§ WHAT YOU WILL DO:
Retype, word for word, every line of the records below starting at the one that contains "of the flat" and ending at the one that contains "of the dresser"; include both of those lines and nothing more.

SOURCE RECORDS Block Start

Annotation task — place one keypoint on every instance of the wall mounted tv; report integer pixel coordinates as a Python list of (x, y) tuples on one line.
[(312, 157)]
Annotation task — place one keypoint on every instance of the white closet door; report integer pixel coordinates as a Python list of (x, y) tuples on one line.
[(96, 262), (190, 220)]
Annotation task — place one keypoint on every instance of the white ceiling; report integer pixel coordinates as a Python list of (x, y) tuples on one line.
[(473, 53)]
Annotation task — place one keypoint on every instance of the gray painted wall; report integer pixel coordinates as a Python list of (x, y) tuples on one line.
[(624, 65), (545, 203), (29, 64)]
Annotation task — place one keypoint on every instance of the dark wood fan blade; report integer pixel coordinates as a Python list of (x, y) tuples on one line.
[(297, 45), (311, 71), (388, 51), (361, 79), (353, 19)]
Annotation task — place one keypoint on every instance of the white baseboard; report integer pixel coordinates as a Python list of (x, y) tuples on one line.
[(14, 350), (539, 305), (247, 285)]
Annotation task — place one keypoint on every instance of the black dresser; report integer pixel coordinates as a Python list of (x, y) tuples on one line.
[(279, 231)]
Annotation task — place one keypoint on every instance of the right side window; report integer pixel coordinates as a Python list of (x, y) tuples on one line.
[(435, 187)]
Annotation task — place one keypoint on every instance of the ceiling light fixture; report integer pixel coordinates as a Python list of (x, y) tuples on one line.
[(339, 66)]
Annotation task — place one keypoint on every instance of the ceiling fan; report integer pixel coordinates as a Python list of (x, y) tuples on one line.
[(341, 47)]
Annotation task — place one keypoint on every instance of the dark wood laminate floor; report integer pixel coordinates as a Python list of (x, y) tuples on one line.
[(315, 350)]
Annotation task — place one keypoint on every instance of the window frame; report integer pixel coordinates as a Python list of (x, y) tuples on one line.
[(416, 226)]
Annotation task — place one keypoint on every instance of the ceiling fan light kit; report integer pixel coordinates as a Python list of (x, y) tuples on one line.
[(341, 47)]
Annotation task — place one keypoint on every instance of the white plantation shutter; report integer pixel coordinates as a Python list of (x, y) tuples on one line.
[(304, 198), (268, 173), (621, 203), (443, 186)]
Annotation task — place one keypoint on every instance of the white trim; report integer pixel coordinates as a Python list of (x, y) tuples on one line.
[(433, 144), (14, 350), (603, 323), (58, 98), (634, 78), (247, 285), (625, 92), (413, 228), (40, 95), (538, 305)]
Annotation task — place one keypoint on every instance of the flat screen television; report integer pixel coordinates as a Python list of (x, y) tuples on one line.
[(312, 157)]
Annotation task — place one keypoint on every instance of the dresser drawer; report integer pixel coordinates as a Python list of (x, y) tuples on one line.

SOURCE RECORDS Block End
SOURCE RECORDS Block Start

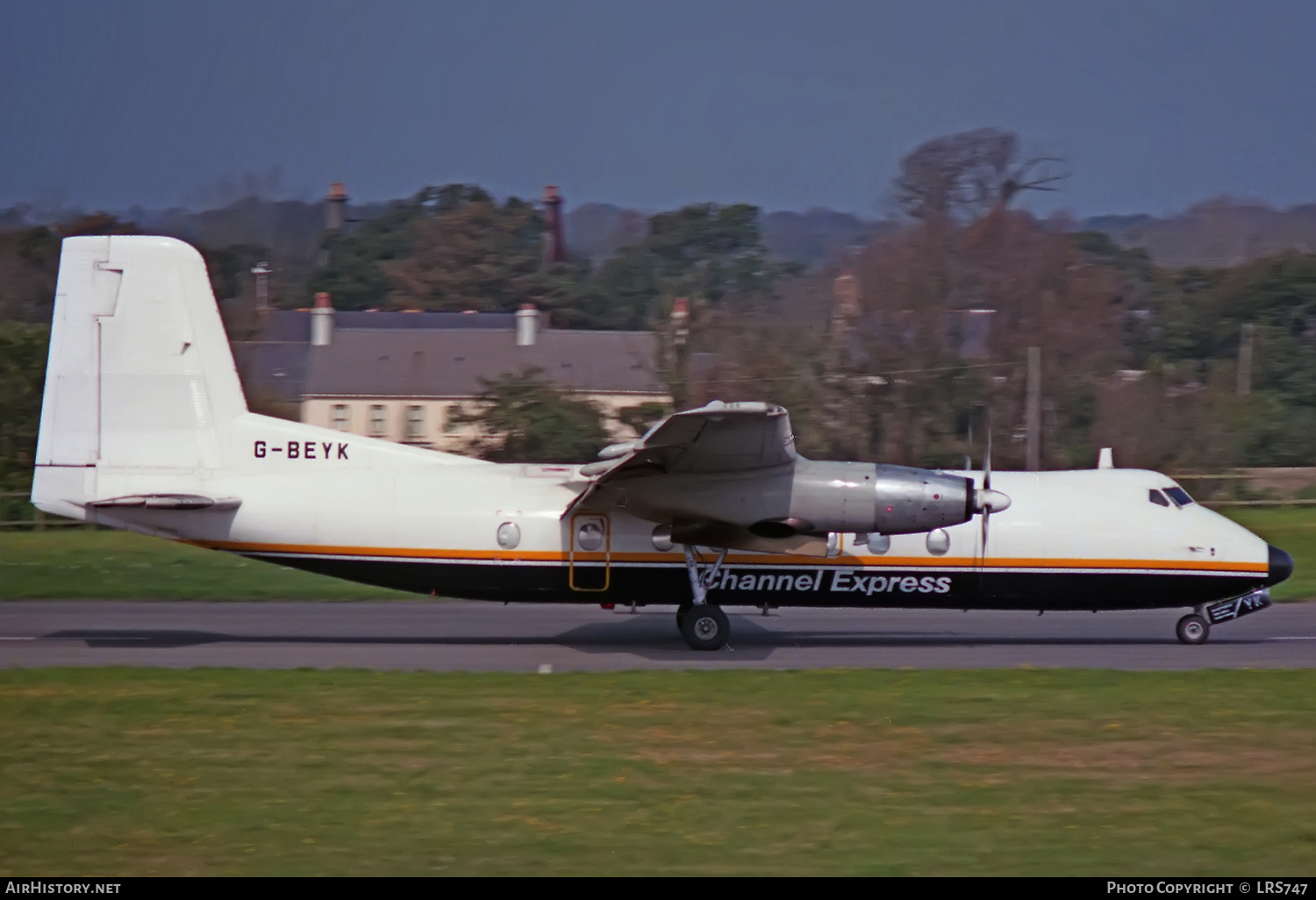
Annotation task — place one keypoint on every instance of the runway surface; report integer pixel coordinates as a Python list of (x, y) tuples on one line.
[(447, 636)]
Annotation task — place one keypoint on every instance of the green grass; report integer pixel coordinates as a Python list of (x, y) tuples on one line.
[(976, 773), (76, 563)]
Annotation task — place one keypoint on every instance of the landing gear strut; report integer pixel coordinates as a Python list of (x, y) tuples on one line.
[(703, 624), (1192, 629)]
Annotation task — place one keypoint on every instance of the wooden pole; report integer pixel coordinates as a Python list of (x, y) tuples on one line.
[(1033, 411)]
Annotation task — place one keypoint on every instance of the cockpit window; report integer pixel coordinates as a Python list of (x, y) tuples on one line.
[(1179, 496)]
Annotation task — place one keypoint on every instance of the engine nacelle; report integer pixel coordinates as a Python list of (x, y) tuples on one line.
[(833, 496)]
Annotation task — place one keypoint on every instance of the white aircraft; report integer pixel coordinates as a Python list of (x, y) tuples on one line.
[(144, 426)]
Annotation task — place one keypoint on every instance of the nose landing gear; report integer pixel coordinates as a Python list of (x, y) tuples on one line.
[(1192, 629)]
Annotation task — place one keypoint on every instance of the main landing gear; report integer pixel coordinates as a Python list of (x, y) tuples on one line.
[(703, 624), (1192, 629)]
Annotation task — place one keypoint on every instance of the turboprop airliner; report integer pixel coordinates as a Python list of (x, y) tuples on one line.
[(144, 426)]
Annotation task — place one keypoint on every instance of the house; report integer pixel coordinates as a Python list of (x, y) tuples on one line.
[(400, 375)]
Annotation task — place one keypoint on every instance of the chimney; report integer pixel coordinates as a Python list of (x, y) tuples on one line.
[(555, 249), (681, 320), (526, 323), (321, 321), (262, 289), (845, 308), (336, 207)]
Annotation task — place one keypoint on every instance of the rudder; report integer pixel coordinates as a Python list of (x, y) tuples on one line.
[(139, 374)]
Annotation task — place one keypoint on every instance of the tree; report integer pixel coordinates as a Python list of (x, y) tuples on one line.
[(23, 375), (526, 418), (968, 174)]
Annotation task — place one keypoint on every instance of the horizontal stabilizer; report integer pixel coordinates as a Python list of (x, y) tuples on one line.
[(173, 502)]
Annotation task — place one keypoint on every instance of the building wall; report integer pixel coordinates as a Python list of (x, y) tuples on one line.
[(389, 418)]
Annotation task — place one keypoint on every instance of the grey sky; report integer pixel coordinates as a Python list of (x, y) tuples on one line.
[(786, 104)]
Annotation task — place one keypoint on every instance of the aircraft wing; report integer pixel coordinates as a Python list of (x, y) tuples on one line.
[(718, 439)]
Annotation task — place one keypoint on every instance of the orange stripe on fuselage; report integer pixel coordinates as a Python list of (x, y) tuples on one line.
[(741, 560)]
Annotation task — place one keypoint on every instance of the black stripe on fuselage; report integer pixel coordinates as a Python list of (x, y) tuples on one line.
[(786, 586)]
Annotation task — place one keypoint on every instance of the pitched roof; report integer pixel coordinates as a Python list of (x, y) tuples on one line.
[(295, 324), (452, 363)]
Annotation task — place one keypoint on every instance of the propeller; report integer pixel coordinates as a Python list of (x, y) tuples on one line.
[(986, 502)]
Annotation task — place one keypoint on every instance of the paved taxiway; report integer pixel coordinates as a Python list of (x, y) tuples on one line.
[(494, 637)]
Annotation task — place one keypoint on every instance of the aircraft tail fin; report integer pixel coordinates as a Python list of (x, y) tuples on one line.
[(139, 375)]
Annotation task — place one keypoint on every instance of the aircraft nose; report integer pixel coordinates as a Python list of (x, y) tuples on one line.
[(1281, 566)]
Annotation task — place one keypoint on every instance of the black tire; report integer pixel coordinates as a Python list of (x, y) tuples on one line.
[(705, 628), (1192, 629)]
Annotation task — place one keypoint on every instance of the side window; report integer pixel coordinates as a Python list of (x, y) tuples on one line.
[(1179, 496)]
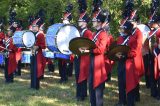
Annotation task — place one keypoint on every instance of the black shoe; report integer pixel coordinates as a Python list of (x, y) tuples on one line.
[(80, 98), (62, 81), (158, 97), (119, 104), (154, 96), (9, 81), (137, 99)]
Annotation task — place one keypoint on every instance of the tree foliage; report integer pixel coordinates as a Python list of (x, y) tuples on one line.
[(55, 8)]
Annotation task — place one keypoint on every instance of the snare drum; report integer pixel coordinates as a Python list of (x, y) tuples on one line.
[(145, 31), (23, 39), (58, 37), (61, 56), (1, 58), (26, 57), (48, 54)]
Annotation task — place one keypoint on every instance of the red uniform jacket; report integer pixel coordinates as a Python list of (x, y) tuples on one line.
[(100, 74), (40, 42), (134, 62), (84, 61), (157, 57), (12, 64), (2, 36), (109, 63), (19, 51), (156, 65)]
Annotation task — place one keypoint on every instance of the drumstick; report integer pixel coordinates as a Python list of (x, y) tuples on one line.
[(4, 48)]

SOURCE RECORDS Block End

§ RESPONSE TO THIS TASK:
Annotation task — place one keypoint on every instance of the flat screen television; report integer pixel coordinates as a Python list of (x, y) tuples on one line.
[(312, 157)]
Annotation task — place one keypoint on every instance of the dresser drawer; report integer pixel coordinates as a Python list of (x, y) tuples on one line.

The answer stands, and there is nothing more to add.